Quote the material below word for word, leaving out the picture.

▶ **SUPPLIED DATA**
◇ ◇ ◇ ◇ ◇ ◇ ◇

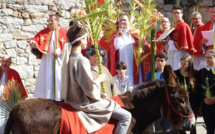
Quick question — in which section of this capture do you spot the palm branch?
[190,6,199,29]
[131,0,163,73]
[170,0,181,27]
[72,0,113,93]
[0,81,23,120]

◇ ◇ ◇ ◇ ◇ ◇ ◇

▶ **RESULT**
Quick question — in which section of this capture do you spot the palm branch?
[190,6,199,29]
[131,0,163,73]
[170,0,181,27]
[72,0,113,93]
[0,81,23,120]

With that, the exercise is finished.